The task:
Return every line in the segmentation data below that contains the word "green", copying each such line in full.
____ Source material
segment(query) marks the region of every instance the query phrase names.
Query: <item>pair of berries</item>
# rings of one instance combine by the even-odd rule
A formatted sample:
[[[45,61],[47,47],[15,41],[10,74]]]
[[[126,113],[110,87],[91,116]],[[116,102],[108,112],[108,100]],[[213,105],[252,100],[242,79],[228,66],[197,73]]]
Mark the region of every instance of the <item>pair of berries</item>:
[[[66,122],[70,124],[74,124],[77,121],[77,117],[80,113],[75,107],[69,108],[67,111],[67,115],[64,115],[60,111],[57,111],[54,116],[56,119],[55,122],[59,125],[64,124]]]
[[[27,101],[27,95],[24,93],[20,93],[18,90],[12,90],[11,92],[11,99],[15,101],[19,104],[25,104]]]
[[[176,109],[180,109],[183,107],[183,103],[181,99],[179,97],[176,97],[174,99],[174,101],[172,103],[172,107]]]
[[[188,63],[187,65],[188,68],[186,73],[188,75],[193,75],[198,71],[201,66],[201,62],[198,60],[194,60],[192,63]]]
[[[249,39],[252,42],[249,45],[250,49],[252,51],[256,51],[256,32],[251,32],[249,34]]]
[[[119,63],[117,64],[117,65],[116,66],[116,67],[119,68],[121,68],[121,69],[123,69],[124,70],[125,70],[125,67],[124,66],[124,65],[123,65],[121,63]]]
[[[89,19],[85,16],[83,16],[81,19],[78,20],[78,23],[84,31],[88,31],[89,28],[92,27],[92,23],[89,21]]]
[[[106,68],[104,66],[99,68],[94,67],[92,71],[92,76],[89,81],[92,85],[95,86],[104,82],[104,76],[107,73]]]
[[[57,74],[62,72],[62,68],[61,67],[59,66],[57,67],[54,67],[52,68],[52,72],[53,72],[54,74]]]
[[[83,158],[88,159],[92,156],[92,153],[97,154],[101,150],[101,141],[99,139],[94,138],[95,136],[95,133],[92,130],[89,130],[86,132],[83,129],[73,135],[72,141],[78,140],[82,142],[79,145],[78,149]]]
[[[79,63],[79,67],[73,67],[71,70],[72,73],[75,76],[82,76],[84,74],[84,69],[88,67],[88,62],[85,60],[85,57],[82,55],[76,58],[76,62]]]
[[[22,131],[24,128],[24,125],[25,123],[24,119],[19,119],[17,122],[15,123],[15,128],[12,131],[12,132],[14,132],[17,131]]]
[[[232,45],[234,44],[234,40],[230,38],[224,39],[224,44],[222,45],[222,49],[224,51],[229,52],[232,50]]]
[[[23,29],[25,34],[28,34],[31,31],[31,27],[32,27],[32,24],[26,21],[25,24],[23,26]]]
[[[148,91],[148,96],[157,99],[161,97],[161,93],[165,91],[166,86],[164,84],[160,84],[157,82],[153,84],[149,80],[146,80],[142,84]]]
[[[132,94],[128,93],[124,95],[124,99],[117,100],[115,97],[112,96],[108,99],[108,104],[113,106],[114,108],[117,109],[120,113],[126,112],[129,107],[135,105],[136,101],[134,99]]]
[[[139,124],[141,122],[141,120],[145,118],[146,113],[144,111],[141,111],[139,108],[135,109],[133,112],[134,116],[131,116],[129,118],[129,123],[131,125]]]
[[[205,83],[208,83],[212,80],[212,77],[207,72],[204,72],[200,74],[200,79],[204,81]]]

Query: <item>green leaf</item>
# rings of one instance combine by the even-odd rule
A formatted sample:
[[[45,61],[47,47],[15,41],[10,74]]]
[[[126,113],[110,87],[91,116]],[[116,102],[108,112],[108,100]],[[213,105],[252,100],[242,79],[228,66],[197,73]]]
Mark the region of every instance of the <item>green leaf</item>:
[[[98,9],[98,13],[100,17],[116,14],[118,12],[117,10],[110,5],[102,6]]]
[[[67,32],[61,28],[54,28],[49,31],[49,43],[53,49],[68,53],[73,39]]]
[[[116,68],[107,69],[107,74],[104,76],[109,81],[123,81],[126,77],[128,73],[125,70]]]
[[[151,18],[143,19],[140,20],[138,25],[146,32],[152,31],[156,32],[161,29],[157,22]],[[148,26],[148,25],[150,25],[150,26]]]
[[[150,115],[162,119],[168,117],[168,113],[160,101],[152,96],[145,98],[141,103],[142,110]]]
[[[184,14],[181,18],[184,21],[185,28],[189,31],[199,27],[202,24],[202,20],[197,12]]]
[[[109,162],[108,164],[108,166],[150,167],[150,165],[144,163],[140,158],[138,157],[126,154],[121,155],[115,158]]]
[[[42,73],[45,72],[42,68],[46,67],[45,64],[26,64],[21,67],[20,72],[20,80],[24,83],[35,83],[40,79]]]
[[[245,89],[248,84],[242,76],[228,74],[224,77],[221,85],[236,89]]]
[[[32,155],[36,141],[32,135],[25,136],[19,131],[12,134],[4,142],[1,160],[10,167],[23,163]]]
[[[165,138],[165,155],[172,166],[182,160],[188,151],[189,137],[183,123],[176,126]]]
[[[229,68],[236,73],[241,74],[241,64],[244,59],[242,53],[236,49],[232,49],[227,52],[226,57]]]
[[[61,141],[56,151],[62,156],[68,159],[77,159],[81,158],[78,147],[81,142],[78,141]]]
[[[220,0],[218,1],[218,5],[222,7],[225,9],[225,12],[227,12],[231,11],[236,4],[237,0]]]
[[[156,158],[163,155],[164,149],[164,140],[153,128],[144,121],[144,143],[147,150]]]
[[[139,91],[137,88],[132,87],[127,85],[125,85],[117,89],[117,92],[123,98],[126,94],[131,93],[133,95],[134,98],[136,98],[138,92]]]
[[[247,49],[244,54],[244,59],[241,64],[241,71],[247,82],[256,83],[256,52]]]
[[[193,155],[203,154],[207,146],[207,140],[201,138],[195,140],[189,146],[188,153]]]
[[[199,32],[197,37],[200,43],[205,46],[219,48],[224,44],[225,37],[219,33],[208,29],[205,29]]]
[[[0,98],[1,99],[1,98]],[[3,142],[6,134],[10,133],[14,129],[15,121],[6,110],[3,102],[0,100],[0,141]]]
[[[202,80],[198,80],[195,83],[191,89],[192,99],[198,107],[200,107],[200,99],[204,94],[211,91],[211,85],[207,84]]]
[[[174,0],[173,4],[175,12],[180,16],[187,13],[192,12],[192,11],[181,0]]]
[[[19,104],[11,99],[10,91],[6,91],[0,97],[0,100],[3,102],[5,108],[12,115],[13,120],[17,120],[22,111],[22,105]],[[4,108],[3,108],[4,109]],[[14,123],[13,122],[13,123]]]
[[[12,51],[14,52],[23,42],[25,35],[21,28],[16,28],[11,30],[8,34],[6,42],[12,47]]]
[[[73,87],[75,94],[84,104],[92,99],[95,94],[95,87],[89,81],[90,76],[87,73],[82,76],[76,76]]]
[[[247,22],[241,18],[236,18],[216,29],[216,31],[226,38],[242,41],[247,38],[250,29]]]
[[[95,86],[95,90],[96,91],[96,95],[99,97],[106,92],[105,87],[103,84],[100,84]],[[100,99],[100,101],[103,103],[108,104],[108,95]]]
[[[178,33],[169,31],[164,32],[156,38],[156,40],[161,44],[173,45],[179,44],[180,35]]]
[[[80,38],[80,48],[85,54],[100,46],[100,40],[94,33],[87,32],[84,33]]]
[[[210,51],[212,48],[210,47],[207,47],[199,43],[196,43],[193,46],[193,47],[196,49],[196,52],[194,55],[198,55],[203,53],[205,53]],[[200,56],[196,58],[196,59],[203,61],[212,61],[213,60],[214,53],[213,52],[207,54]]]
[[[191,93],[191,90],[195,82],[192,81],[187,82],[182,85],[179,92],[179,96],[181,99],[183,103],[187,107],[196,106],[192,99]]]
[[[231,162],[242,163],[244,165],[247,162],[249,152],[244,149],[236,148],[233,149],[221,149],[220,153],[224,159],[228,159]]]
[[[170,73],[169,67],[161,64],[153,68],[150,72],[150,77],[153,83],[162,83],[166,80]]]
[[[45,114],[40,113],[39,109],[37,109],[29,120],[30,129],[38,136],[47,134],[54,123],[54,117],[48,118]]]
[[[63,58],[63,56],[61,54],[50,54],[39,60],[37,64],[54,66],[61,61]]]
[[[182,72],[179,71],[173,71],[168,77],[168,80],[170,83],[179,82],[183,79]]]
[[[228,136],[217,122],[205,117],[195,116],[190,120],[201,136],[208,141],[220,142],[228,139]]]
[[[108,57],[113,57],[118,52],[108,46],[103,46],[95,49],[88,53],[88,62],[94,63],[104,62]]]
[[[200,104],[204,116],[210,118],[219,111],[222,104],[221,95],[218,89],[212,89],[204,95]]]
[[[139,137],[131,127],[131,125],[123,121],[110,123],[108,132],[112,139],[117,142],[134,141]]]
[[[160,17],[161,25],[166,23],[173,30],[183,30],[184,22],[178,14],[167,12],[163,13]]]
________
Full output:
Query: <item>green leaf</item>
Mark the region of every instance of the <item>green leaf</item>:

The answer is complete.